Consignes -
1. Recopiez fidèlement le passage de l'extrait sur les soignants et la crise du coronavirus, depuis « L’austérité politique qui » jusqu'à « sont pas respectées. » inclus.
2. D'après l'extrait sur les soignants et la crise du coronavirus, dans quelle ville la médecine de guerre a-t-elle d'abord été pratiquée ?

Extrait -
-*-*-
On évoque souvent le darwinisme social qui s’est mis en place durant la crise du coronavirus : médecine de guerre (d’abord à Mulhouse), faire vivre et laisser mourir, tri âgiste et validiste des patient.e.s. 

 

L’austérité politique qui dérive d’une gestion étatique de la crise économique est à la source de ce désastre (« casse de l’hôpital public »). 

 

Cela étant sur un plan existentiel et social, on évoque moins souvent les traumatismes qu’ont dû subir les soignant-e-s eux-mêmes et elles-mêmes (en particulier les soignant-e-s subalternes), en devant « assumer » apparemment de tels actes. Certains et certaines d’entre eux seront durablement impactés dans leur vie par une telle séquence de crise sanitaire. Leur non-reconnaissance se poursuit d’ailleurs, et la répression de leurs luttes actuelles montre à quel point ils et elles ne sont pas respectées.

 

Un.e syndicalisme révolutionnaire conséquent.e devrait promouvoir la reconnaissance sociale et même la réparation pour ces personnes qui sont devenues apparemment maltraitantes voire « meurtrières », contre leur gré. Un système qui contraint ses agents exploités d’assumer des actes violents alors même que de tels agents sont d’abord victimes d’une casse qu’ils dénoncent depuis des années est bien la barbarie en soi. 

 

Plus généralement, un tel combat syndicaliste révolutionnaire pourrait cibler le monde du travail en général. Le syndicalisme est trop souvent redistributionniste ; il ne remet pas en cause le travail, l’argent la production et l’exploitation mais il se contente de les gérer de façon dite « humaniste » (contradiction dans les termes). Un syndicalisme révolutionnaire qui viserait l’abolition du travail et donc son auto-abolition future, est beaucoup plus conséquent et cohérent. Ainsi, la plupart des travailleurs et travailleuses, dans l’économie nationale actuelle, contribuent à affermir des structures qui détruisent les individus concrets dans le même temps où elles et ils tentent de préserver leur connexion sociale. Le professeur voudrait instruire et émanciper, mais il se met au service d’une méritocratie bourgeoise cynique et destructrice. Le juge épris de justice (si cela existe encore) voudrait défendre un droit « universel » mais il se met au service d’une justice classiste, raciste et patriarcale.
-*-*-
Données fournies -
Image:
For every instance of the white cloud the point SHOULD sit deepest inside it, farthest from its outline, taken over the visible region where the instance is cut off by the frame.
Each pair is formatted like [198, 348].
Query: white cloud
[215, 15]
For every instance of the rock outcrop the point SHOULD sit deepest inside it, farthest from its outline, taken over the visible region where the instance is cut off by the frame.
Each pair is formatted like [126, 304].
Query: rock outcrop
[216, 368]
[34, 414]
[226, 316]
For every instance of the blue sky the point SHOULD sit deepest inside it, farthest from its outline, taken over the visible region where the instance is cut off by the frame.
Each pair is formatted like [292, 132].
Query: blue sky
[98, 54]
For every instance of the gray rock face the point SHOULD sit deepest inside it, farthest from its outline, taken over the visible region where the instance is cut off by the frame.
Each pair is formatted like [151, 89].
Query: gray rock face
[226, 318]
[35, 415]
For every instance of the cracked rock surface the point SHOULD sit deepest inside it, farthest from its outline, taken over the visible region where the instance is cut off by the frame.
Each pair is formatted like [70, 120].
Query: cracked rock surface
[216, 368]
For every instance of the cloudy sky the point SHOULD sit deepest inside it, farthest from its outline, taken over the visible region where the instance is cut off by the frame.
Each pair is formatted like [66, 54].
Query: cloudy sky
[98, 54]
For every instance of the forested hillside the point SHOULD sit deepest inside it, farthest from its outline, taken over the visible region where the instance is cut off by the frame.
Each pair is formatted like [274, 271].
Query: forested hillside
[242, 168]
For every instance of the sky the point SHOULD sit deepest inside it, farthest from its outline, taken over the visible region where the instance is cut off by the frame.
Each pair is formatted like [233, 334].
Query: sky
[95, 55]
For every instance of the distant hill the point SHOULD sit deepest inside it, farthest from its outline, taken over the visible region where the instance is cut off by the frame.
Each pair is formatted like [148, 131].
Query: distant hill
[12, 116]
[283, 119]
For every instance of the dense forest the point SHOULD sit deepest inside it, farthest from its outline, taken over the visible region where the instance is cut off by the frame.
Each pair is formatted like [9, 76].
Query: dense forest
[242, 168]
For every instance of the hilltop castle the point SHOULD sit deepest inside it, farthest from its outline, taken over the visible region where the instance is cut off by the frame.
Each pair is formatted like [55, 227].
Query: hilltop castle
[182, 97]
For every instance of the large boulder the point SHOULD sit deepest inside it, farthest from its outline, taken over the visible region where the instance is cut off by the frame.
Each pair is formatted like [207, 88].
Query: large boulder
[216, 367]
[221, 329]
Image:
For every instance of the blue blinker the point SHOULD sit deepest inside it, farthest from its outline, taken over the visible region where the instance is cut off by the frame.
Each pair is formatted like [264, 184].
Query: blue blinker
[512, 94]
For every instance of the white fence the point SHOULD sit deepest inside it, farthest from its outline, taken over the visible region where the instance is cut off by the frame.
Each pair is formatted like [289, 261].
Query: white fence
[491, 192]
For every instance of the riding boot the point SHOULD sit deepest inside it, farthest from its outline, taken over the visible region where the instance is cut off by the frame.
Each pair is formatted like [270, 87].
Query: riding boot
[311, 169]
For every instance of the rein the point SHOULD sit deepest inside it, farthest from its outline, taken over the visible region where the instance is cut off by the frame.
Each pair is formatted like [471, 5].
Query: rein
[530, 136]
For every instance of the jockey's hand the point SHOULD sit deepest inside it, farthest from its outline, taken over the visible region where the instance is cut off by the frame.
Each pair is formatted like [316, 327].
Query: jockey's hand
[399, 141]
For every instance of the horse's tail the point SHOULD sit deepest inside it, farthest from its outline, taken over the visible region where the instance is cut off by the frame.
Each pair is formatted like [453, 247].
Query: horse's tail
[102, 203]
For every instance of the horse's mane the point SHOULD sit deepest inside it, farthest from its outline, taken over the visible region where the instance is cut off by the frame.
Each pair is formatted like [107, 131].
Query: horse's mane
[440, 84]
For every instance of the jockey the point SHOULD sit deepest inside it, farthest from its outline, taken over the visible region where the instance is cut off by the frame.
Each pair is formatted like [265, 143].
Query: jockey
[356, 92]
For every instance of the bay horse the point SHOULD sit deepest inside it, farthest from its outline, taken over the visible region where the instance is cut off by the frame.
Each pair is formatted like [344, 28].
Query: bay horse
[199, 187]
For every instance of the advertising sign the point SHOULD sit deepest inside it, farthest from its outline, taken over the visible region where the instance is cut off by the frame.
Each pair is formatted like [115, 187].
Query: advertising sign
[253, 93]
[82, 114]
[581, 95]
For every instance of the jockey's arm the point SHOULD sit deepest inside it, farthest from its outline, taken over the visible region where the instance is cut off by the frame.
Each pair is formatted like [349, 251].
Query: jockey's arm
-*-*-
Réponses fournies -
1.
L’austérité politique qui dérive d’une gestion étatique de la crise économique est à la source de ce désastre (« casse de l’hôpital public »). 

 

Cela étant sur un plan existentiel et social, on évoque moins souvent les traumatismes qu’ont dû subir les soignant-e-s eux-mêmes et elles-mêmes (en particulier les soignant-e-s subalternes), en devant « assumer » apparemment de tels actes. Certains et certaines d’entre eux seront durablement impactés dans leur vie par une telle séquence de crise sanitaire. Leur non-reconnaissance se poursuit d’ailleurs, et la répression de leurs luttes actuelles montre à quel point ils et elles ne sont pas respectées.

2. À Mulhouse.